-- BEGIN --

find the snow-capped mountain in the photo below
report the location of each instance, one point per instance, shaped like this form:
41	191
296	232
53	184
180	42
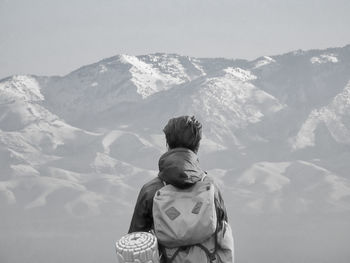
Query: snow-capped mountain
75	149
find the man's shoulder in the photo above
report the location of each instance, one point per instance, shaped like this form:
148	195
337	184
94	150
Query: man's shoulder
152	186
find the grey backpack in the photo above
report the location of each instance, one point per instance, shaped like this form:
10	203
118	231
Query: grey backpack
185	222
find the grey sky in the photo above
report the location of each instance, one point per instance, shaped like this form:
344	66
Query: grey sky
47	37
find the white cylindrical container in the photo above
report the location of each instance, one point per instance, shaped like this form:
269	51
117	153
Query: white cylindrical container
138	247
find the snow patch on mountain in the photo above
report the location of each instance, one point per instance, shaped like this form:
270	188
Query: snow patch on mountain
265	60
20	87
324	58
240	74
150	80
335	116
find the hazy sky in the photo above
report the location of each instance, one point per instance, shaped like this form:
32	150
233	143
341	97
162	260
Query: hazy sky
54	37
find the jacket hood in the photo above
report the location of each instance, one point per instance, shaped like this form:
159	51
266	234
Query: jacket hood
180	168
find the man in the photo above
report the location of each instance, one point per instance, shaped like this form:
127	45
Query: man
180	168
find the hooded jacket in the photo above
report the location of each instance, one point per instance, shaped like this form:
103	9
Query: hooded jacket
180	168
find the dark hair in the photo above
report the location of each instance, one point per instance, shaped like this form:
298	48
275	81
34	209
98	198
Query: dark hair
183	131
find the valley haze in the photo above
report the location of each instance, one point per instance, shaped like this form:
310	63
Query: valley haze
75	150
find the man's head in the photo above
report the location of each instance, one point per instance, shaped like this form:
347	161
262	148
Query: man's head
183	131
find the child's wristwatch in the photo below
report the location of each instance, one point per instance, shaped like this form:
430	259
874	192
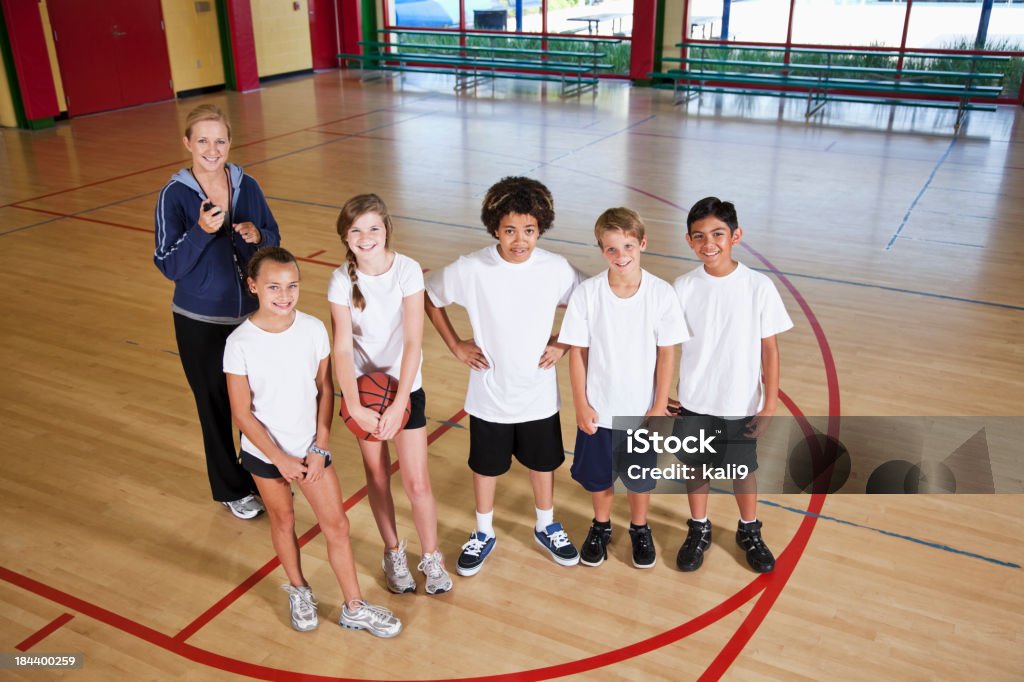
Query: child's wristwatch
320	451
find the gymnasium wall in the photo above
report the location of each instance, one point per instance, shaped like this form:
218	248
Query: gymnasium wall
44	14
7	117
193	45
673	33
282	35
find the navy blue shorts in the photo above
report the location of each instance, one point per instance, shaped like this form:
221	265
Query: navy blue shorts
596	463
258	467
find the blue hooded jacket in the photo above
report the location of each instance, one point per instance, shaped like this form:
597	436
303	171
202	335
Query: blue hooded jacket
201	264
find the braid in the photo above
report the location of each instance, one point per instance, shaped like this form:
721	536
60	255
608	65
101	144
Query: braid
357	300
350	212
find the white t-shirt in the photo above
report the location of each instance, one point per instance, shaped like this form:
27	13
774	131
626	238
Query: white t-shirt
511	307
378	339
727	317
282	371
623	335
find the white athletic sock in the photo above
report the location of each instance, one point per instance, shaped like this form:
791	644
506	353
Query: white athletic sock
545	517
484	523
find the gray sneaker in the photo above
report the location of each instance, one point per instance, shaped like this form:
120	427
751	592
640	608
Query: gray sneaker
395	565
303	605
432	566
375	620
246	508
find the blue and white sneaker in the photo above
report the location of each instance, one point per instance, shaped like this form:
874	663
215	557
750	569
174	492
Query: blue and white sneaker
474	553
555	540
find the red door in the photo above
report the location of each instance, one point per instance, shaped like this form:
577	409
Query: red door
140	45
111	53
324	34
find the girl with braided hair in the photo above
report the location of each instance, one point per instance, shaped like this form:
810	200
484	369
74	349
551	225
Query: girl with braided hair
377	313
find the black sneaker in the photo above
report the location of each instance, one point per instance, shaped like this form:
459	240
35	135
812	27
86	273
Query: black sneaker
644	555
595	548
759	556
474	553
697	541
556	541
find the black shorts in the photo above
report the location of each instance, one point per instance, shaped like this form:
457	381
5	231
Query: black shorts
258	467
537	444
736	449
417	410
597	462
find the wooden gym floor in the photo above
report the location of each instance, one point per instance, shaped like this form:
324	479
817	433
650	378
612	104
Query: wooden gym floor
896	248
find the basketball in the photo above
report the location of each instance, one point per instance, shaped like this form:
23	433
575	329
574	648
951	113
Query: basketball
377	391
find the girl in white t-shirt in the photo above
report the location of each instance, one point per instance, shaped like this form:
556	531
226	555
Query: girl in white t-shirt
377	313
278	365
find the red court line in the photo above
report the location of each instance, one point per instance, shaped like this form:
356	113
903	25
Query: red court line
79	217
45	632
785	565
265	569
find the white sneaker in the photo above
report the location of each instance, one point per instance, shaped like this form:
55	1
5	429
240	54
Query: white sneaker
395	565
375	620
303	607
432	566
246	508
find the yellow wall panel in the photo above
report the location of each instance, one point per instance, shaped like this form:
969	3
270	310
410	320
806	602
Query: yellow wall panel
673	28
282	35
44	13
193	44
7	117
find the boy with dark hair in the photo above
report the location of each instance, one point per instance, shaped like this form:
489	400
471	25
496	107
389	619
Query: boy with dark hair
733	314
510	292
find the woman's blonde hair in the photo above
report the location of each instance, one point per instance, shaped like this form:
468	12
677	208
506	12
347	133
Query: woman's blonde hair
206	113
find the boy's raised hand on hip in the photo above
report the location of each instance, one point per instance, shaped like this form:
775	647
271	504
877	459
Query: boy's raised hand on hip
552	353
587	420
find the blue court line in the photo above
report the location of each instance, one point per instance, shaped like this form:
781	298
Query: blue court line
925	240
817	278
890	534
906	216
595	141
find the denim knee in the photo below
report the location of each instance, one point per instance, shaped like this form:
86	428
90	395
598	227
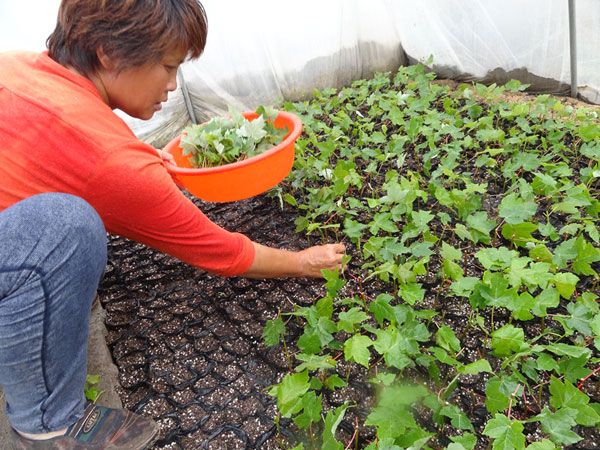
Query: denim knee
78	220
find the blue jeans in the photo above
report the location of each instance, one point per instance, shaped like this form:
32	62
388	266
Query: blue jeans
52	256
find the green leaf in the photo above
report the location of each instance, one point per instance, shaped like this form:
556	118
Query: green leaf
587	255
514	209
311	410
507	434
544	444
381	309
548	298
314	362
450	253
496	399
289	393
391	416
457	418
309	342
479	366
565	284
558	425
519	234
357	349
573	351
411	293
349	319
496	258
273	332
508	340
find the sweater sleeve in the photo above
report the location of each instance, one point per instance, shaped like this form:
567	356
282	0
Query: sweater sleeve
136	198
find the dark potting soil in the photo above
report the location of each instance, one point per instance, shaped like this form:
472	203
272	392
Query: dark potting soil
190	355
188	344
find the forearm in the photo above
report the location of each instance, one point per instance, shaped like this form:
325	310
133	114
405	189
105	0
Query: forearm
274	263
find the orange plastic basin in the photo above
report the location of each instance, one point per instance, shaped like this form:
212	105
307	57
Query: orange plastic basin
242	179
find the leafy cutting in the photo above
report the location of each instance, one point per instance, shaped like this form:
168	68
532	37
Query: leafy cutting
225	140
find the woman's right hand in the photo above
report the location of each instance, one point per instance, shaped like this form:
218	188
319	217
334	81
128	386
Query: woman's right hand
275	263
314	259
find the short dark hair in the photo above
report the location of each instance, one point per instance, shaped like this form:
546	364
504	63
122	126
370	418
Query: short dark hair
131	32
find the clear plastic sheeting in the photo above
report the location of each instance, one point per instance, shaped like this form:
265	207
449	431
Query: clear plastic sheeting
492	41
281	53
268	51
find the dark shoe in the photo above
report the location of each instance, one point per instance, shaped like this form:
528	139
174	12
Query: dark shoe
100	428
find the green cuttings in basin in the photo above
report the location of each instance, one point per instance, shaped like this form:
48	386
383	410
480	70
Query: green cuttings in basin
225	140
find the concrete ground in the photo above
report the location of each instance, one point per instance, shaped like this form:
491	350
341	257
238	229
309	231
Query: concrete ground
99	363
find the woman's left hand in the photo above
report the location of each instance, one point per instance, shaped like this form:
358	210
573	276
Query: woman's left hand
166	156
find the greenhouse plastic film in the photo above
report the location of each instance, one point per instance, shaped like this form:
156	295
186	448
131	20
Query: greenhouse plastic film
282	53
495	41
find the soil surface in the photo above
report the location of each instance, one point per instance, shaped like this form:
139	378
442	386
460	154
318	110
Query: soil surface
190	355
188	344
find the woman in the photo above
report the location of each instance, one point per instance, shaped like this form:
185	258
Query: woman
58	134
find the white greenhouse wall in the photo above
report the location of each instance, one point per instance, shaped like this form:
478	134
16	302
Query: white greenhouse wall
262	52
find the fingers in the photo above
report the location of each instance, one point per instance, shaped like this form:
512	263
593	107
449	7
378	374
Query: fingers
166	156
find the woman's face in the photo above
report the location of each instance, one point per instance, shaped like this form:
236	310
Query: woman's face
140	91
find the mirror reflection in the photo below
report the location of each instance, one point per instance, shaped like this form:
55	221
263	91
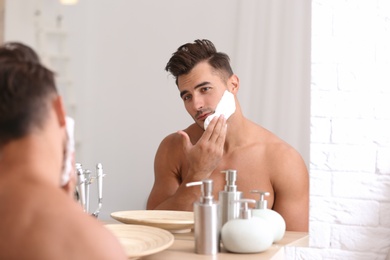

-- END --

## YOUR OBJECTIVE:
Copy the material word for word, starting at the line containing "find the mirror reflection in the photo below" and continuing through the end of the material. Leave the pictures out.

## EXERCISE OUTPUT:
find the mirror reflection in the photo below
report the location of each instance, one point per instance, shaped like this form:
55	221
263	91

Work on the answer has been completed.